• **What needs to be done**
Quote the whole listing word for word, please.

• **Given entries**
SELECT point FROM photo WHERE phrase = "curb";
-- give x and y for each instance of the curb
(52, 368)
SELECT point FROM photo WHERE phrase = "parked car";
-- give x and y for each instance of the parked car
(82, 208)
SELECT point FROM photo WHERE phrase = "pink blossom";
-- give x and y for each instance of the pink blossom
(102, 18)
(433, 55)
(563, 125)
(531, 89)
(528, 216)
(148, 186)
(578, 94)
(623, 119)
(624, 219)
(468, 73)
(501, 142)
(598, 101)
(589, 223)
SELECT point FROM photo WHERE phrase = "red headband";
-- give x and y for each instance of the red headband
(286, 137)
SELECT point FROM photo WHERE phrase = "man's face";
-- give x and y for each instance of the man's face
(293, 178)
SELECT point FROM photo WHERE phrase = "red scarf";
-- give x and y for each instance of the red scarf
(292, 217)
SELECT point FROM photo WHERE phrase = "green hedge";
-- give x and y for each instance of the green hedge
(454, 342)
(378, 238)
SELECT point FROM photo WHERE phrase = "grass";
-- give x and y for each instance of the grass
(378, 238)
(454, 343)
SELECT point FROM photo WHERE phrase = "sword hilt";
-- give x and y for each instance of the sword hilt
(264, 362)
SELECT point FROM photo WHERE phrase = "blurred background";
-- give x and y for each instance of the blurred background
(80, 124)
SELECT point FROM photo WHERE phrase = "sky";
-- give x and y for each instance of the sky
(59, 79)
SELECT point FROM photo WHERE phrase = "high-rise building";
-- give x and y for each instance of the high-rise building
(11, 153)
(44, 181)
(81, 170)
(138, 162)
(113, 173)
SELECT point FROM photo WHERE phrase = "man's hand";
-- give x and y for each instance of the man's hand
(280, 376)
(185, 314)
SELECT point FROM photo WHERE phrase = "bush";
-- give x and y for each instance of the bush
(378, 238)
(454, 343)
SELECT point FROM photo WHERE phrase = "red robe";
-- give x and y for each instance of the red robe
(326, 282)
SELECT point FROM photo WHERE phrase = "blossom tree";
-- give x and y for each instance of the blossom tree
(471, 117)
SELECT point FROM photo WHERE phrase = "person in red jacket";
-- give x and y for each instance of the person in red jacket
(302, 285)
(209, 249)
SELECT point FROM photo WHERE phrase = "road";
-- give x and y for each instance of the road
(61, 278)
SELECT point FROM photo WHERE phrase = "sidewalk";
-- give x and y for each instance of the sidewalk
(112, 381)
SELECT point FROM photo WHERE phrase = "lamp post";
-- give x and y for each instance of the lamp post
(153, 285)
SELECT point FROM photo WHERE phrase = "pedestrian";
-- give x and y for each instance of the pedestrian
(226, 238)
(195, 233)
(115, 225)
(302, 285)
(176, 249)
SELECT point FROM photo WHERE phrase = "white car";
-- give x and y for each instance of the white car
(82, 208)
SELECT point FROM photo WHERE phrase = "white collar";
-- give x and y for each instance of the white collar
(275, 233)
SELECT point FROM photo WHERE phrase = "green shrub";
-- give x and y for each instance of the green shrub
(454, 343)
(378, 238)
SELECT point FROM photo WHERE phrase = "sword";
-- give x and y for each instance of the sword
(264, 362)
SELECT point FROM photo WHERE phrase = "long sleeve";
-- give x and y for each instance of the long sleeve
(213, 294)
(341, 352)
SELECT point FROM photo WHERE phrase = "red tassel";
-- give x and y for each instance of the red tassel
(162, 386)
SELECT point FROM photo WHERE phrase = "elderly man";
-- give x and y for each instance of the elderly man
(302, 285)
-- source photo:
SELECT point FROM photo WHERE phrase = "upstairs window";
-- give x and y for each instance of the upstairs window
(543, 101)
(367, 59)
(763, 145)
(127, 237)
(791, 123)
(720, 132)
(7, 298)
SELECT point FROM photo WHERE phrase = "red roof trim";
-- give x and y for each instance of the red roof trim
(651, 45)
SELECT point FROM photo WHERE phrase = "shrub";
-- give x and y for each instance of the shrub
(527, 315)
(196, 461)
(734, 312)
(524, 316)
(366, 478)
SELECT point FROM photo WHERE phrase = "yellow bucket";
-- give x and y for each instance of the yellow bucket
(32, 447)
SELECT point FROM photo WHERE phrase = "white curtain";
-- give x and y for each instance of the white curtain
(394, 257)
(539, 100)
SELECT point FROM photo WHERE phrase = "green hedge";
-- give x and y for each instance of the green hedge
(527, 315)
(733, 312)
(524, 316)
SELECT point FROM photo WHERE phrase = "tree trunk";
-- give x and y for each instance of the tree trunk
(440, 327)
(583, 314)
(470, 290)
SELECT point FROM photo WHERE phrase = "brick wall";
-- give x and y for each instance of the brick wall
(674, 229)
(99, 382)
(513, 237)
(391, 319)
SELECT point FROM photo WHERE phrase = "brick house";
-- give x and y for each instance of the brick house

• **Finished exercise**
SELECT point FROM photo WHERE phrase = "curb";
-- give x and y for each instance of the curb
(52, 368)
SELECT point FROM photo WHERE phrase = "parked car";
-- give x and y for each instance of the parked car
(82, 208)
SELECT point FROM photo WHERE phrase = "pink blossom";
-- give x and y for each instance of the pink blossom
(102, 18)
(433, 55)
(563, 125)
(531, 89)
(528, 216)
(148, 186)
(578, 94)
(623, 119)
(624, 219)
(468, 73)
(501, 142)
(598, 101)
(589, 223)
SELECT point FROM photo WHERE phrase = "red headband";
-- give x and y for each instance of the red headband
(286, 137)
SELECT point FROM photo WHERE phrase = "man's face";
-- give x and y for each instance of the man's face
(293, 178)
SELECT point FROM photo WHERE phrase = "red scarf";
-- give x and y for each instance of the red scarf
(292, 217)
SELECT point FROM photo WHERE phrase = "green hedge";
-- give x and y for each instance of the green hedge
(454, 342)
(378, 238)
SELECT point FROM photo WHERE phrase = "grass";
-- give x and y for each instance of the grass
(378, 238)
(454, 343)
SELECT point FROM photo WHERE phrase = "sword hilt";
-- give x and y for each instance of the sword hilt
(264, 362)
SELECT point FROM photo WHERE phrase = "blurred background";
-- give x and y for each instance of the blurred background
(80, 124)
SELECT point FROM photo WHERE phrase = "sky";
-- give x and y for each instance of the sky
(59, 79)
SELECT point FROM photo WHERE phrase = "high-rise building";
-- give x and y for each instance of the high-rise building
(11, 153)
(44, 181)
(81, 170)
(138, 162)
(113, 173)
SELECT point FROM photo WHERE phrase = "man's hand";
-- give x and y for each instance of the man's hand
(280, 376)
(185, 314)
SELECT point FROM photo WHERE phrase = "bush";
-- give x and y for each instance of the bush
(378, 238)
(454, 343)
SELECT point FROM photo WHERE phrase = "red robe";
-- give x and y for each instance of the red robe
(326, 282)
SELECT point FROM photo WHERE phrase = "blossom tree";
-- give x and y for each instance of the blossom tree
(471, 117)
SELECT point FROM photo WHERE phrase = "person in red jacket";
-- give x and y for each instance of the person in red jacket
(302, 285)
(209, 249)
SELECT point FROM photo WHERE phrase = "road";
-- give x and y for each instance of the road
(61, 278)
SELECT point FROM photo WHERE phrase = "sidewalk";
-- give x and y for each instance of the sidewalk
(112, 381)
SELECT point FROM photo WHERE phrase = "lamp post";
-- give x and y for each instance of the lamp post
(153, 285)
SELECT point FROM photo WHERE phrase = "pedestrian";
-- give x and y for each instance of the pedestrian
(226, 238)
(195, 233)
(115, 225)
(302, 285)
(176, 249)
SELECT point FROM photo WHERE phrase = "white car";
-- give x and y for each instance of the white car
(82, 208)
SELECT point FROM photo WHERE phrase = "white collar";
-- give x and y for each instance of the white collar
(275, 233)
SELECT point FROM photo WHERE phrase = "green shrub";
-- give x and y for each instance of the green shrub
(454, 343)
(378, 238)
SELECT point FROM photo WHERE phrase = "sword";
-- give x and y for each instance of the sword
(264, 362)
SELECT point FROM photo WHERE phrase = "long sleeve";
-- give x and y for each instance of the long sleeve
(213, 294)
(341, 352)
SELECT point FROM photo WHERE phrase = "red tassel";
-- give x and y for each instance of the red tassel
(162, 386)
SELECT point FROM photo WHERE phrase = "elderly man";
-- give x and y for each instance of the elderly man
(302, 285)
-- source photo:
SELECT point FROM photo WHERE phrase = "upstairs window";
-- give x and y for each instance of the upstairs window
(543, 101)
(367, 59)
(763, 145)
(127, 237)
(791, 123)
(720, 132)
(7, 298)
SELECT point FROM photo WHERE phrase = "red roof trim";
-- give x and y for each instance of the red roof trim
(651, 45)
SELECT point FROM photo WHERE phrase = "shrub";
-- give x and y for each instance of the shrub
(527, 315)
(196, 461)
(734, 312)
(524, 316)
(366, 478)
SELECT point FROM photo WHERE phrase = "yellow bucket";
-- give x and y for each instance of the yellow bucket
(32, 447)
SELECT point FROM photo WHERE phrase = "white curtain";
-- give x and y for each instance of the white curtain
(394, 257)
(539, 100)
SELECT point FROM photo WHERE phrase = "green hedge";
-- give x and y for each instance of the green hedge
(527, 315)
(733, 312)
(524, 316)
SELECT point FROM photo WHERE phrase = "tree trunk";
-- give x and y for each instance of the tree trunk
(440, 327)
(583, 314)
(470, 290)
SELECT point FROM photo WHERE phrase = "brick wall";
-- give x and y for each instance of the brick wall
(674, 229)
(99, 382)
(513, 237)
(391, 319)
SELECT point FROM photo WHERE phrase = "brick house";
-- give x and y for each instance of the brick house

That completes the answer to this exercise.